| WHAT IS NEEDED |
Output, word for word, every line from the line with "flower using the picture below." through the final line of the data below.

(Rows from a pointing dataset)
───
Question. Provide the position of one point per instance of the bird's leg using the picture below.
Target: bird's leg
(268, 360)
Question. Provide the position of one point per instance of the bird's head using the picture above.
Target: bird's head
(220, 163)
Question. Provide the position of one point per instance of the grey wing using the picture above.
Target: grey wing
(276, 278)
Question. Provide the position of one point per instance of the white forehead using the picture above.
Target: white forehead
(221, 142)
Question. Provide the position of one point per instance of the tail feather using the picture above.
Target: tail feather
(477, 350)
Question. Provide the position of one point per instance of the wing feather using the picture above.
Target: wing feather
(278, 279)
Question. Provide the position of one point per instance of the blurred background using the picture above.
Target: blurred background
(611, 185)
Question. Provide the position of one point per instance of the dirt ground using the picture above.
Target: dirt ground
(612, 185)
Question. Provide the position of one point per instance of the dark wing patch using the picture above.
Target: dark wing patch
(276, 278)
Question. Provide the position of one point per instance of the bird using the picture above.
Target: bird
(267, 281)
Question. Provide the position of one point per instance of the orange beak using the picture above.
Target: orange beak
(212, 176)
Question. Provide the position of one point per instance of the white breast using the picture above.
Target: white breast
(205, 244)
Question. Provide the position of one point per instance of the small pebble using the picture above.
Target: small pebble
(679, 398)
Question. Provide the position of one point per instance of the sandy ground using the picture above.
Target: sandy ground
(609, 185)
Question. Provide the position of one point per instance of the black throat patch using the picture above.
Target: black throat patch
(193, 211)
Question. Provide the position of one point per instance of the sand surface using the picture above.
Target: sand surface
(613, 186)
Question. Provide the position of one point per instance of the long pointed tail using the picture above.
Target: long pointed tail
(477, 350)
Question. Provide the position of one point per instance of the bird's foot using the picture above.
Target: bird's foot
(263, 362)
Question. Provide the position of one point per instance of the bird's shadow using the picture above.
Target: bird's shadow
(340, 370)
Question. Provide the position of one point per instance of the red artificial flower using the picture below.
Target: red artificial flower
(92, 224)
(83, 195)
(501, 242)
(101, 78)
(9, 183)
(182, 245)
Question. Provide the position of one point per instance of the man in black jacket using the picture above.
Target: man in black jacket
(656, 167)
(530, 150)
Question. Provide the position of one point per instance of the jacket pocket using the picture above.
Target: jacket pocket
───
| COMPLETED EXERCISE |
Question. Provide the position of one point per instance of the red artificial flower using the picture below.
Target: red artificial flower
(92, 224)
(83, 195)
(501, 242)
(101, 78)
(9, 183)
(182, 245)
Question. Provide the position of one point per instance of the man in black jacket using the picture above.
Target: man in black jacket
(656, 167)
(530, 150)
Question. Provide the position of one point per instance of the jacket pocket using the picture above.
Target: jacket pocket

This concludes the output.